◆ Data provided
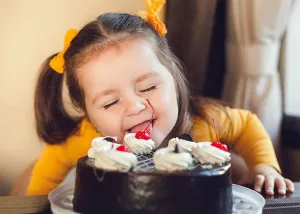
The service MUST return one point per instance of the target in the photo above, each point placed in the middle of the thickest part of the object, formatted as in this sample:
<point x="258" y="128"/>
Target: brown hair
<point x="53" y="123"/>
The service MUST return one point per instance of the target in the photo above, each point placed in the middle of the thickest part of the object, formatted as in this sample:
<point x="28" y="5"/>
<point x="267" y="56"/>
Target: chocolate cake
<point x="204" y="189"/>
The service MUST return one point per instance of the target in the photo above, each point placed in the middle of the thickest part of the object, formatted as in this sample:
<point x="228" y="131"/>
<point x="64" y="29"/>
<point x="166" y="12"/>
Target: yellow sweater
<point x="245" y="134"/>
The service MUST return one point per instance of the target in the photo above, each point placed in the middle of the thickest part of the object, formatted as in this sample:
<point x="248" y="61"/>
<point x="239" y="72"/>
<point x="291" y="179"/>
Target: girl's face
<point x="118" y="82"/>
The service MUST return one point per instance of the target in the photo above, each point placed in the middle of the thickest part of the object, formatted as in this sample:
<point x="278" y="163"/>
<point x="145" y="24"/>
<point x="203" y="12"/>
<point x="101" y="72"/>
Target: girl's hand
<point x="268" y="177"/>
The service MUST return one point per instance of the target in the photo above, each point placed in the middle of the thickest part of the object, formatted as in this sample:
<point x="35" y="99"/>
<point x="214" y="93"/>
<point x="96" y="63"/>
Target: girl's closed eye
<point x="148" y="89"/>
<point x="110" y="104"/>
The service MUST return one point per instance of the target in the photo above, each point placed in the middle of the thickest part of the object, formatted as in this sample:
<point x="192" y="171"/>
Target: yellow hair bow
<point x="58" y="62"/>
<point x="150" y="16"/>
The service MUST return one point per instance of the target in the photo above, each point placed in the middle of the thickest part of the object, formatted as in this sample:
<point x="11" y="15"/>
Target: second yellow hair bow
<point x="150" y="16"/>
<point x="57" y="63"/>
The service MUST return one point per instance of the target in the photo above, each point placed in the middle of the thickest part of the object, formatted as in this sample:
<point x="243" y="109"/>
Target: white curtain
<point x="255" y="29"/>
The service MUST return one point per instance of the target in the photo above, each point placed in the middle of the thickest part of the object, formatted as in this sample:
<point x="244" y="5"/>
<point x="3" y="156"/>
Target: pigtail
<point x="53" y="124"/>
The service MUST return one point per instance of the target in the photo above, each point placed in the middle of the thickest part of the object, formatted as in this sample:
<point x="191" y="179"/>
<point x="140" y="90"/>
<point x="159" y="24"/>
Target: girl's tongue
<point x="141" y="127"/>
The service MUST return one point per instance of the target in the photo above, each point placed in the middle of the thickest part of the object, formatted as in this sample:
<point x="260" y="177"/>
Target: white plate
<point x="246" y="201"/>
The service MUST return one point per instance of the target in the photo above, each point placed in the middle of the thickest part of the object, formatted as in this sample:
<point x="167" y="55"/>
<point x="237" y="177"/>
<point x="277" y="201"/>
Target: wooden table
<point x="287" y="204"/>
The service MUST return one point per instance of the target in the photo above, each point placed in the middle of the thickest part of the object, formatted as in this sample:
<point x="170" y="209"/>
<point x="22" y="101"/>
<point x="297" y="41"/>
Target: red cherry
<point x="123" y="148"/>
<point x="144" y="134"/>
<point x="219" y="145"/>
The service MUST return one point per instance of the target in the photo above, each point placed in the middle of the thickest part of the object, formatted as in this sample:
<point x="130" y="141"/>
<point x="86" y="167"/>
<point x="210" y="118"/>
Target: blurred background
<point x="245" y="52"/>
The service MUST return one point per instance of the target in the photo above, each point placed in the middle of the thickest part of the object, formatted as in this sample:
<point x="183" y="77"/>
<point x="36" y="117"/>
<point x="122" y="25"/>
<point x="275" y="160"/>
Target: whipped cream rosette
<point x="115" y="160"/>
<point x="166" y="159"/>
<point x="205" y="153"/>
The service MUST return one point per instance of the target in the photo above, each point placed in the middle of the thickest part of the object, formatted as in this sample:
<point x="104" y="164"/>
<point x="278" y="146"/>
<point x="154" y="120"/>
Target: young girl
<point x="110" y="67"/>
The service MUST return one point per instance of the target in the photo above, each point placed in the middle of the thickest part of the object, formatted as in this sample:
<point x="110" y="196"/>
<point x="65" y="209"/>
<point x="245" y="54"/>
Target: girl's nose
<point x="135" y="105"/>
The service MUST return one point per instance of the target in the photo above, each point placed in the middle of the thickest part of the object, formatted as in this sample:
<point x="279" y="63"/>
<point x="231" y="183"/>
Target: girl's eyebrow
<point x="146" y="76"/>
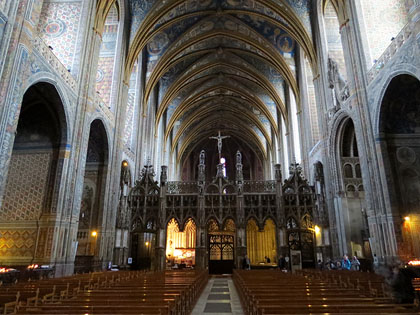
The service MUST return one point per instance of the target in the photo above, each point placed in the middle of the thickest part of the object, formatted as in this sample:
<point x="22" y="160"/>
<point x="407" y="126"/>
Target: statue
<point x="337" y="83"/>
<point x="219" y="139"/>
<point x="163" y="175"/>
<point x="202" y="157"/>
<point x="238" y="157"/>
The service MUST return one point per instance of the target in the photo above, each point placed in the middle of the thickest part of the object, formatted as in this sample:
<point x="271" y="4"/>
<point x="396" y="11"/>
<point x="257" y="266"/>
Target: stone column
<point x="324" y="103"/>
<point x="379" y="224"/>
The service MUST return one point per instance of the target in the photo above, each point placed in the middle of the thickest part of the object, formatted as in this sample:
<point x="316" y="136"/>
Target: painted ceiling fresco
<point x="220" y="65"/>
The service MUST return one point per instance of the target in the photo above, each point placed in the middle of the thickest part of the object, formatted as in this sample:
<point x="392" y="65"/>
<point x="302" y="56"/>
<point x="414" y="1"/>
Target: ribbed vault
<point x="219" y="65"/>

◆ What you will do
The entries need to be restated exactly, and their pictures left out.

◆ Result below
The service MUST return one point per instance of the target in the photo above, each point placed in the middle of the thickest part of the object, formatted as in this sample:
<point x="258" y="128"/>
Target: brown hair
<point x="53" y="123"/>
The service MUST return one point per instance of the target in the photo above, each point placed in the middle of the thickest part of the object, formatted as in this sample:
<point x="28" y="5"/>
<point x="267" y="56"/>
Target: chocolate cake
<point x="204" y="189"/>
The service MUST return one point per instance of the target in the photo above, each point placed in the middle of the thickest part of the object, formatted as in this sample:
<point x="228" y="131"/>
<point x="64" y="29"/>
<point x="166" y="12"/>
Target: yellow sweater
<point x="245" y="134"/>
The service MUST return one point per instance of the target in the photo above, each point placed in the middle of the thickest part of the object, formatted as in this sample:
<point x="248" y="61"/>
<point x="239" y="72"/>
<point x="291" y="179"/>
Target: girl's face
<point x="118" y="82"/>
The service MUST return one point per instance of the target in the photo above, each point placed in the middle of the thickest part of the object, formatted as in this sample:
<point x="278" y="163"/>
<point x="145" y="24"/>
<point x="203" y="12"/>
<point x="101" y="72"/>
Target: girl's hand
<point x="268" y="177"/>
The service MUST return one point per instance of the target in the photo above, each point placed in the middle of the thickest part of the object, formatted as in this sample:
<point x="35" y="99"/>
<point x="214" y="93"/>
<point x="96" y="63"/>
Target: girl's closed eye
<point x="148" y="89"/>
<point x="110" y="104"/>
The service MUST return one point per instance of the target in the photo above, each point placed in the middle of the thickest part of the object, formatted as in this sample:
<point x="192" y="171"/>
Target: yellow hair bow
<point x="58" y="62"/>
<point x="150" y="16"/>
The service MUST return one point per instance of the target in the photo above, each point placed in the middle of the thickest part of the object, formatted as in this sample:
<point x="11" y="15"/>
Target: second yellow hair bow
<point x="150" y="16"/>
<point x="57" y="63"/>
The service MUST return one point per instance of the target in the photo above, each point placed in the middle of the thickest part of the object, formatted as in this sample:
<point x="243" y="109"/>
Target: white curtain
<point x="255" y="29"/>
The service MUST return one point per instance of the target in the photo above, each point placed in the middle of the thickest part of the object, formatted as in this sample:
<point x="244" y="5"/>
<point x="3" y="156"/>
Target: pigtail
<point x="53" y="124"/>
The service MUST return one point per instance of the target in the photo above, each point placed in the middle of the thickest part of the object, formatted as in this sample:
<point x="191" y="179"/>
<point x="140" y="90"/>
<point x="159" y="24"/>
Target: girl's tongue
<point x="141" y="127"/>
The service MUST return one point per instance of the target in the photo above, each point placed in the middle of the thickest part of the object, formatted as in this sample:
<point x="260" y="177"/>
Target: white plate
<point x="246" y="201"/>
The service MUST return one point per instance of the target in the photo above, each point placed in the middle of the thickest part of the object, formatted as in this sample:
<point x="167" y="55"/>
<point x="237" y="177"/>
<point x="277" y="201"/>
Target: wooden table
<point x="287" y="204"/>
The service MUST return one point per instance of the target in the photo above, each point placed in the middle of the thickest part of the object, formatted as in this sample:
<point x="170" y="209"/>
<point x="22" y="101"/>
<point x="297" y="41"/>
Target: red cherry
<point x="123" y="148"/>
<point x="144" y="134"/>
<point x="219" y="145"/>
The service MUST return one point per instance of the target in the photo above, each point placed in the middle of the thickest part of the object, formatted as in this sample:
<point x="130" y="141"/>
<point x="86" y="167"/>
<point x="210" y="118"/>
Target: blurred background
<point x="245" y="52"/>
The service MUST return one point per instance of the target in the photo above, each point placed in the middle of the thickest part of the object, formatted as in this sample:
<point x="183" y="77"/>
<point x="36" y="117"/>
<point x="122" y="25"/>
<point x="275" y="160"/>
Target: whipped cream rosette
<point x="115" y="160"/>
<point x="166" y="159"/>
<point x="205" y="153"/>
The service MUST return one point per instance of the target in the photo above, each point placed in the middle of the thickest part of the object, formatted as in this sample:
<point x="104" y="164"/>
<point x="278" y="146"/>
<point x="154" y="120"/>
Target: young girl
<point x="110" y="67"/>
The service MUST return one point per instance of the target in the photo above, each point placed in the middle of the thickest part of the object, formatted as in this sample:
<point x="110" y="196"/>
<point x="65" y="209"/>
<point x="245" y="54"/>
Target: girl's nose
<point x="135" y="105"/>
The service MUST return one point per instance of the target in the photo above, each point placed in the middle of the thickest part of the object, formatted as in this sample:
<point x="279" y="63"/>
<point x="231" y="183"/>
Target: girl's eyebrow
<point x="146" y="76"/>
The service MUST return one point per instance of the target in the photo above, each point placed in the middle of the thickest part of the object, formatted as in this sample:
<point x="22" y="160"/>
<point x="407" y="126"/>
Target: statue
<point x="337" y="83"/>
<point x="219" y="139"/>
<point x="163" y="175"/>
<point x="202" y="157"/>
<point x="238" y="157"/>
The service MUST return one point per instance of the target in the photo above, each point placed in the middle of the thickest part of the object, formatted as in this sample:
<point x="271" y="4"/>
<point x="396" y="11"/>
<point x="257" y="266"/>
Target: stone column
<point x="324" y="103"/>
<point x="379" y="224"/>
The service MUST return one point per instance of the target in the photo above, each point placed in the middle of the thickest part of the object, formatted as in this sample:
<point x="316" y="136"/>
Target: painted ceiling fresco
<point x="220" y="65"/>
The service MUST return one point per instance of the target in the photo above, each point placed in the middle of the thickest part of the object, formatted as in this sample:
<point x="392" y="65"/>
<point x="302" y="56"/>
<point x="414" y="1"/>
Target: ribbed vault
<point x="219" y="65"/>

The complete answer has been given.